▶ _Data to examine_:

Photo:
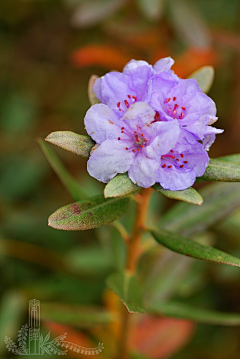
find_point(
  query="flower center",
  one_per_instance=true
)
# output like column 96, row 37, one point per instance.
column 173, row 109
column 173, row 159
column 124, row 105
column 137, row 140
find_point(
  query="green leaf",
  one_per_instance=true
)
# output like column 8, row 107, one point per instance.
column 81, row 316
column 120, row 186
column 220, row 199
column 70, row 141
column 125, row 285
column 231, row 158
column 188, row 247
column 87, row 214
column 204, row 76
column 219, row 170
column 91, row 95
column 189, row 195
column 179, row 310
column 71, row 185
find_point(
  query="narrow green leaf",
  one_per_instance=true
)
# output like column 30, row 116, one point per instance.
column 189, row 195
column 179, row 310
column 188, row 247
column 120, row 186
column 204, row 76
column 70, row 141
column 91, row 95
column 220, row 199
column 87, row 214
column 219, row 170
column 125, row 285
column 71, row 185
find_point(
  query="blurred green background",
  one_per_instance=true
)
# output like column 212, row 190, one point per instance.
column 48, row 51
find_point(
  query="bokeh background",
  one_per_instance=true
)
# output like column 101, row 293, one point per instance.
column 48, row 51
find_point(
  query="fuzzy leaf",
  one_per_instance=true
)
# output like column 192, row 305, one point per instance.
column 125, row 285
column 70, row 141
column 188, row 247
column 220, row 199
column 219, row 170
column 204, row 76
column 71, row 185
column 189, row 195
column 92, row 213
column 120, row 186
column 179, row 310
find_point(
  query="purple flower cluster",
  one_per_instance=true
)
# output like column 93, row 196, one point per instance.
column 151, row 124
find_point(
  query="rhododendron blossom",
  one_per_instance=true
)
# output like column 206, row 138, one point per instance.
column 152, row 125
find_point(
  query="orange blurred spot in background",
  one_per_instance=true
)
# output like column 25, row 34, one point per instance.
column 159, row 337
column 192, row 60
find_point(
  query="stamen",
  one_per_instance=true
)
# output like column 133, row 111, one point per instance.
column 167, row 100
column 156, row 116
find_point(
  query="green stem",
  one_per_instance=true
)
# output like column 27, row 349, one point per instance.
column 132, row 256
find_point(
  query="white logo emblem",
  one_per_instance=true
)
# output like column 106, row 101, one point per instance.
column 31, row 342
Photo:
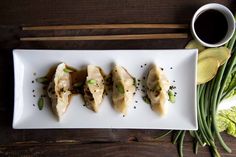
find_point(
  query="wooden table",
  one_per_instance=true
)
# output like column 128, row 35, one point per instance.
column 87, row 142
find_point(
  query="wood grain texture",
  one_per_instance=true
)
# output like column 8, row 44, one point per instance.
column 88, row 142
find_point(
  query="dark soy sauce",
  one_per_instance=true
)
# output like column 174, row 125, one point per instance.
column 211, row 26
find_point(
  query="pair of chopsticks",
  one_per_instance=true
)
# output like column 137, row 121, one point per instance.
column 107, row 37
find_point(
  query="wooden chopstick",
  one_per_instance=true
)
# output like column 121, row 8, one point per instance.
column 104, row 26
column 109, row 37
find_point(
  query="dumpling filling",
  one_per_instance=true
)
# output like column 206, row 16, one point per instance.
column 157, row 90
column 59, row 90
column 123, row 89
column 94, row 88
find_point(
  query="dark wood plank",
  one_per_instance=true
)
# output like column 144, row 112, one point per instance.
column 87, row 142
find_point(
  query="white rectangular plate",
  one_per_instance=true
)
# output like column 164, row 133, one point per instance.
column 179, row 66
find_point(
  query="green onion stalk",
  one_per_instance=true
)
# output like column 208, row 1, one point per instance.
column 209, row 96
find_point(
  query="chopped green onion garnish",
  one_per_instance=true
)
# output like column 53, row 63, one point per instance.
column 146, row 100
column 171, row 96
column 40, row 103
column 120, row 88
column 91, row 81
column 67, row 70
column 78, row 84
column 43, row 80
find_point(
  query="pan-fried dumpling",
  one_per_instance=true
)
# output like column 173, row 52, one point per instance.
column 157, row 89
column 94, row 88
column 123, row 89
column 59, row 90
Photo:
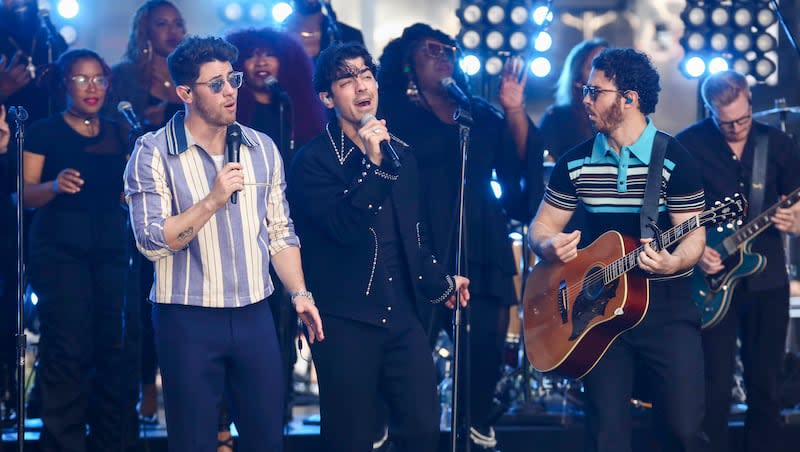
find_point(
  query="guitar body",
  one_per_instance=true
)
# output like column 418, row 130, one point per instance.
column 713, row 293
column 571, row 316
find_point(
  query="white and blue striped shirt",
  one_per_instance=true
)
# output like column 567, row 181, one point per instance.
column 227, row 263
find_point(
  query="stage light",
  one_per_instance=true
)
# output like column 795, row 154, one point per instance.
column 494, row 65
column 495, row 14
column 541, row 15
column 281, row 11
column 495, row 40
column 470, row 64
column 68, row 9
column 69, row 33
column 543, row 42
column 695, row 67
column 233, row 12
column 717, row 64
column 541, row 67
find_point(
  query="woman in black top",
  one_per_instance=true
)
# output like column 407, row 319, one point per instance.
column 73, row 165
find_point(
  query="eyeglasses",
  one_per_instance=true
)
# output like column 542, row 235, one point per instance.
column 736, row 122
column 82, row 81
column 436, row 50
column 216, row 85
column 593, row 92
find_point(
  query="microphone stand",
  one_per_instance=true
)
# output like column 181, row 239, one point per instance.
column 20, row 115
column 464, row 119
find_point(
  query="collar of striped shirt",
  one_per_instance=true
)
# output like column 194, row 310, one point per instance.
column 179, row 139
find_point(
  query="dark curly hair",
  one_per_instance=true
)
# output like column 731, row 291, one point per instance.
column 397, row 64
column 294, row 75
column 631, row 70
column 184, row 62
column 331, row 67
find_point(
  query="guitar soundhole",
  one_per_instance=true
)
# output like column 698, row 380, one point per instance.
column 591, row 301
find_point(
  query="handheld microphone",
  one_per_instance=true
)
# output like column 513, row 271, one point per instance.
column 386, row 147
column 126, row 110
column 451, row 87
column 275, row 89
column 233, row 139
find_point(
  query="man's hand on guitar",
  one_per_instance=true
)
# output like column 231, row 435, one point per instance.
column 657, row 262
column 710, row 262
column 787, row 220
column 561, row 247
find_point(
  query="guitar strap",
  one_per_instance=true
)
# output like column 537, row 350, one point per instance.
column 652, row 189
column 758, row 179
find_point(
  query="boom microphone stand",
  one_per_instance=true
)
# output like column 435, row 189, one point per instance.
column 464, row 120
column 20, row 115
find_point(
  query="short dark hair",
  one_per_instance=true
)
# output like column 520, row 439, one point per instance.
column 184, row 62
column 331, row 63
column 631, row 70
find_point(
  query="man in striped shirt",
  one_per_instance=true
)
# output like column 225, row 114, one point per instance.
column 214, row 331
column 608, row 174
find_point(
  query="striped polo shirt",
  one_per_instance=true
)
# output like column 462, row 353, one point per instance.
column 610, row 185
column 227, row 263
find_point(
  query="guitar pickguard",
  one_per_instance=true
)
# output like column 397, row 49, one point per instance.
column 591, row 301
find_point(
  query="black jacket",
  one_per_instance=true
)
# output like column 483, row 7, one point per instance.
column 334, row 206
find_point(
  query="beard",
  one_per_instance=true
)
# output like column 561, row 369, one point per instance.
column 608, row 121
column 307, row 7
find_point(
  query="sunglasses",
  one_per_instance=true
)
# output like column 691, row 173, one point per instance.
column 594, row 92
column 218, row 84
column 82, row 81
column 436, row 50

* * *

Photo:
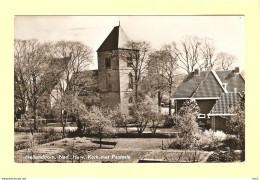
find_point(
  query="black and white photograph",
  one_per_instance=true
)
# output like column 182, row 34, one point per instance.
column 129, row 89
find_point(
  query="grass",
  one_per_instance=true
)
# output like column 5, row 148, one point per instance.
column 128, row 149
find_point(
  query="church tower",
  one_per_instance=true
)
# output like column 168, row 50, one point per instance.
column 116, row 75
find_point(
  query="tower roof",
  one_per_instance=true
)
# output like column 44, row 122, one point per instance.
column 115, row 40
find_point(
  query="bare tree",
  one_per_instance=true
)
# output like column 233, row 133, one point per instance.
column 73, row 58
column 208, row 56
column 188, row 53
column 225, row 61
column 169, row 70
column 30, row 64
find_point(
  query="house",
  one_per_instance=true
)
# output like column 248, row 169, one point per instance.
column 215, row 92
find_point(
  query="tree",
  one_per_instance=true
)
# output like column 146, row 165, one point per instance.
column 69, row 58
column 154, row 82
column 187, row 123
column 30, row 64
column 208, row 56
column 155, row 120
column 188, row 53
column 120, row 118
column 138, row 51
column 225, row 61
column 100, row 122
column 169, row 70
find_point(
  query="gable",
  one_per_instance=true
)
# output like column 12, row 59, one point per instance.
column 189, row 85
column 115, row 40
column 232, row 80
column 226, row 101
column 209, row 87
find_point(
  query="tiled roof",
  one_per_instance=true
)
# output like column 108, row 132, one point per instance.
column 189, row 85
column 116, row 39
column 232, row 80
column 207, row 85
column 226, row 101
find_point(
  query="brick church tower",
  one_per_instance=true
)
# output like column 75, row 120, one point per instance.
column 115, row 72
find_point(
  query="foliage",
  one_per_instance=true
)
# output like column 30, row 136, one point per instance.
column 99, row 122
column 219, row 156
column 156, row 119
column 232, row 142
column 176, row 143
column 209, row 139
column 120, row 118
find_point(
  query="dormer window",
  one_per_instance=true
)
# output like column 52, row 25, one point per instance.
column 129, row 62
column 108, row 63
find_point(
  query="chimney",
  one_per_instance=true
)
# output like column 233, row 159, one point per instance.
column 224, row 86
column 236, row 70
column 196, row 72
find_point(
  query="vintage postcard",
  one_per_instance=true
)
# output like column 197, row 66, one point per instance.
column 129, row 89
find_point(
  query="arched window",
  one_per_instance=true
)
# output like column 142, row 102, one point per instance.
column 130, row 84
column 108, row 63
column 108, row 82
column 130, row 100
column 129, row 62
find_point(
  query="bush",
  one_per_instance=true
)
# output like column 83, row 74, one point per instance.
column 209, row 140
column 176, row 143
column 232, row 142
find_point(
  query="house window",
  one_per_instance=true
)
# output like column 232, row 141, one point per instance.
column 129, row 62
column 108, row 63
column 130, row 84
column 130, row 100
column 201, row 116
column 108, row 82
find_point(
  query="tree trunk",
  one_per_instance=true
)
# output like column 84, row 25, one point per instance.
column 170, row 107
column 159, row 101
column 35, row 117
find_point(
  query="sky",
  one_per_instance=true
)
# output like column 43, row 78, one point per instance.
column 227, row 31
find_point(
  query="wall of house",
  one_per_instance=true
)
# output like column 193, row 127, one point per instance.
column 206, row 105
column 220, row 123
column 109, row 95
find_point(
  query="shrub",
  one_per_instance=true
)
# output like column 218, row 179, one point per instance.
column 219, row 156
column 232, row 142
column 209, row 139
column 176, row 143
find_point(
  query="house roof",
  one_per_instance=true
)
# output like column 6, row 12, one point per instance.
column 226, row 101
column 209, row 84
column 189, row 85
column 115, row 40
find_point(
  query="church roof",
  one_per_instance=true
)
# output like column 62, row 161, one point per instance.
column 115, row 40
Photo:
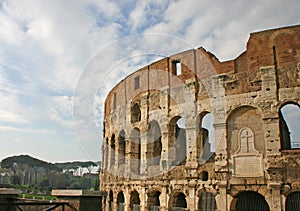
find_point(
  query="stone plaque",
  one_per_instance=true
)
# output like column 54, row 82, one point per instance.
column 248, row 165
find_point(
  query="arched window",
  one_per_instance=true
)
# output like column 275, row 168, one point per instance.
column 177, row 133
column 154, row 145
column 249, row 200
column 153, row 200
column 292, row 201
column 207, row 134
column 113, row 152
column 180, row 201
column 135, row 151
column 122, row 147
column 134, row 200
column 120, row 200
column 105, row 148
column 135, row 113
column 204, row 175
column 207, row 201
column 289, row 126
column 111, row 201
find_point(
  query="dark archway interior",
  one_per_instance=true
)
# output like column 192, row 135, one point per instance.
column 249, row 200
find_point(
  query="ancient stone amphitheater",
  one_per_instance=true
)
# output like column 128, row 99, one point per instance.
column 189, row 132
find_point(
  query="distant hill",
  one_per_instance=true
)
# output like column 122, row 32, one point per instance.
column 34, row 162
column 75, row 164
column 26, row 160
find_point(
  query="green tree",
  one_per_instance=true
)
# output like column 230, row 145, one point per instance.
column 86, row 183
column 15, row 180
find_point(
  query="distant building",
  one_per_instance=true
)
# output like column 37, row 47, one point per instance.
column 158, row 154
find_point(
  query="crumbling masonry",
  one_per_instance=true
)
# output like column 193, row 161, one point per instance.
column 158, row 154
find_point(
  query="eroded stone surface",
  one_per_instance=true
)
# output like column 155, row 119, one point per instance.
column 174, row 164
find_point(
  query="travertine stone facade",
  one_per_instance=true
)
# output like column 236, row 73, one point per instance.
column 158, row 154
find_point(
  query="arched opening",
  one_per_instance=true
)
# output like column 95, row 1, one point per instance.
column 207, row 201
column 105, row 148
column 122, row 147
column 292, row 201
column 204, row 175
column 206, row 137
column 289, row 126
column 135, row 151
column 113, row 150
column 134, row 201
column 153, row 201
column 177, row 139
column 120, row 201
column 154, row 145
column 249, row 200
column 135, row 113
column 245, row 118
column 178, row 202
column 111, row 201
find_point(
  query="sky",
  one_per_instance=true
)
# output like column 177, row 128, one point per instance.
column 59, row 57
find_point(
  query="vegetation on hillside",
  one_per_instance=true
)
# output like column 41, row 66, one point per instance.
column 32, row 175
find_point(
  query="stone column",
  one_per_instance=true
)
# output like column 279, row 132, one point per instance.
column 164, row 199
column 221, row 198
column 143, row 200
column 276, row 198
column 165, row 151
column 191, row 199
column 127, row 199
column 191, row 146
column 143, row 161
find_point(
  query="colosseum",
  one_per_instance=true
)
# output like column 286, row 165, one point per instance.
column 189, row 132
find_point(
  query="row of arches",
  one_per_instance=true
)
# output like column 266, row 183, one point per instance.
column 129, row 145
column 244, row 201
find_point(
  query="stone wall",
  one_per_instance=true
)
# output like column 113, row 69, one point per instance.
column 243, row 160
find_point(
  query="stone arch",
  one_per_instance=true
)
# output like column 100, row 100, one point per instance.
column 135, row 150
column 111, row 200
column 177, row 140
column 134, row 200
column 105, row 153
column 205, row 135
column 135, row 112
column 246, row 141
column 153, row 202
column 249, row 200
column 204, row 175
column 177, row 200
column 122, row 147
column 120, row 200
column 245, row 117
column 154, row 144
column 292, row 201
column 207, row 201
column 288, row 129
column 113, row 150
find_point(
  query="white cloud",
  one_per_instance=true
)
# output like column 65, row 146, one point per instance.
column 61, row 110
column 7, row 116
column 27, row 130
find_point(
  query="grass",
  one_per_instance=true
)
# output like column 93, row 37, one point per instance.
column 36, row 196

▶ _What you need to do_: From the material above, please return each line containing "black".

▶ _Exercise answer_:
  query="woman in black top",
  query="black jacket",
  query="black and white photograph",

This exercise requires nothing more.